#### Task requirements:
The lines to find are those in the entries that hold the word "jacket"; copy every one of them.

#### Material provided:
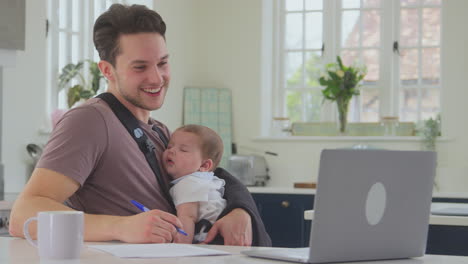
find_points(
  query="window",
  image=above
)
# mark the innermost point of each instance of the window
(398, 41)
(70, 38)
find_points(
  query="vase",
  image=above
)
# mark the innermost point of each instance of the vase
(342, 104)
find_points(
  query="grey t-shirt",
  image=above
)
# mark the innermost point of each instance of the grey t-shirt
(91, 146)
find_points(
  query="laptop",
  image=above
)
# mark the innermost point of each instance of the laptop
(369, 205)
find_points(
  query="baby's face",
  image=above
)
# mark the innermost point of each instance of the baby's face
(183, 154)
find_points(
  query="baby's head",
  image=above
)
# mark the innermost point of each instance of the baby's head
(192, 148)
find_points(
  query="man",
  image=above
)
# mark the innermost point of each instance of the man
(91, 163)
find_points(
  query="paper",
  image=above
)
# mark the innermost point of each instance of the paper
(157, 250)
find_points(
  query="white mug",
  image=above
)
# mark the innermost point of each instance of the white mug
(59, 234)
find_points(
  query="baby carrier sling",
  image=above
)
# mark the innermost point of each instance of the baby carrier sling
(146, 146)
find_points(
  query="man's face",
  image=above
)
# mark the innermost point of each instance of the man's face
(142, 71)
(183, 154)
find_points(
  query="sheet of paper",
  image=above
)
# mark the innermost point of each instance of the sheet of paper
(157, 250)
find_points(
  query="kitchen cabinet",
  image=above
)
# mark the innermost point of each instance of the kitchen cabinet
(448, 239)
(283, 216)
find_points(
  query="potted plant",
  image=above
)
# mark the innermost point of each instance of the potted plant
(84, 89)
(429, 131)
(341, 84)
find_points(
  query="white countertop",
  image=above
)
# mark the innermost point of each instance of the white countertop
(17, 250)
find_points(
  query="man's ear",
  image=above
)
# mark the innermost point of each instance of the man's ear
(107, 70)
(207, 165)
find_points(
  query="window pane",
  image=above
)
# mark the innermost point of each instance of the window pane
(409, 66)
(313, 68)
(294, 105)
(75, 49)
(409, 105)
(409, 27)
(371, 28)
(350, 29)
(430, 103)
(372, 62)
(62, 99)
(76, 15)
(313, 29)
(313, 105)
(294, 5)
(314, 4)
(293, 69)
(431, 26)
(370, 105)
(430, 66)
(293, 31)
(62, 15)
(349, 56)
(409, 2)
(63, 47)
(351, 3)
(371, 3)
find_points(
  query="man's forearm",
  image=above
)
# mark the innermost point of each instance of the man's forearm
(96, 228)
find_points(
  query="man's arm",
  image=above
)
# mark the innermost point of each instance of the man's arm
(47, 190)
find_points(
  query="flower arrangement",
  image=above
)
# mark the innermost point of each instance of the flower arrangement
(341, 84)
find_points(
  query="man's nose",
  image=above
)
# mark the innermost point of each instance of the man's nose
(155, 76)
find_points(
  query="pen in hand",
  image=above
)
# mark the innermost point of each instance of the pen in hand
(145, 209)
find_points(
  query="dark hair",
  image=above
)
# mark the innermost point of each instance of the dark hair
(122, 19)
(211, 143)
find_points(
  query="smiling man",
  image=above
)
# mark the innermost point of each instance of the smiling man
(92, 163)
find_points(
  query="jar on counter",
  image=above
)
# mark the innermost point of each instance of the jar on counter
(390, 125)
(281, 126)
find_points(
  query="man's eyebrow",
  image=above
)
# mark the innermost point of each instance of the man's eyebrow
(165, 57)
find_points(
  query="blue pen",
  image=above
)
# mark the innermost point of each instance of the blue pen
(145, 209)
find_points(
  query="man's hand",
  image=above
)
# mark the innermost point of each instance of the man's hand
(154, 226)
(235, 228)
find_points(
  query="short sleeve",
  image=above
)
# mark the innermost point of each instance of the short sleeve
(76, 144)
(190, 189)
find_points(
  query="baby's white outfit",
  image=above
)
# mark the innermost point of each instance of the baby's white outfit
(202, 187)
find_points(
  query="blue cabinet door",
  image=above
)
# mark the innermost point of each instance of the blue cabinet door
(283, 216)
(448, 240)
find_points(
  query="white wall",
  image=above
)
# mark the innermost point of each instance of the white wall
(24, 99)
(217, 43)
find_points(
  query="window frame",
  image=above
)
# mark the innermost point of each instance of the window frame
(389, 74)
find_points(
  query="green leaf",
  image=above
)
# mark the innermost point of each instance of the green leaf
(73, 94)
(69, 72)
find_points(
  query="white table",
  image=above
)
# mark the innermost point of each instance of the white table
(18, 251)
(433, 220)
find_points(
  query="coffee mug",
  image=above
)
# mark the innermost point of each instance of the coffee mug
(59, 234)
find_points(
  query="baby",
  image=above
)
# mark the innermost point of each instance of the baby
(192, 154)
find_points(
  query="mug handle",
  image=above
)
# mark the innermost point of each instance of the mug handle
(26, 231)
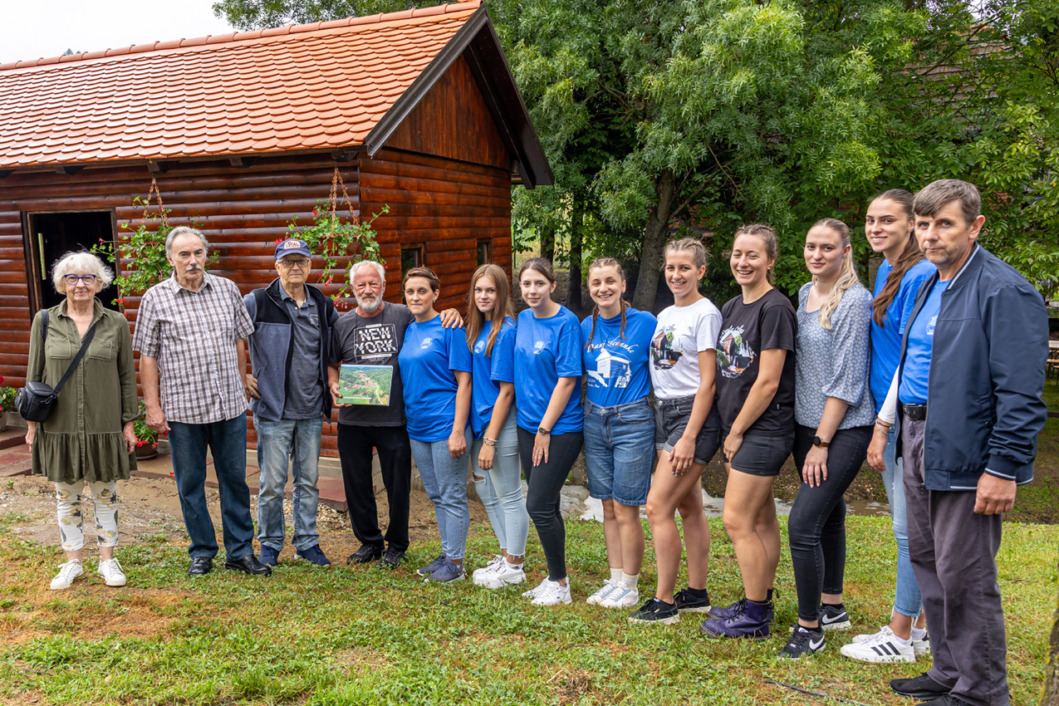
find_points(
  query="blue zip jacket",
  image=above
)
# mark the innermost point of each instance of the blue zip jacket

#### Reply to the task:
  query="blue zip jacket",
# mark the innermost point of each instance of the blue zip jacket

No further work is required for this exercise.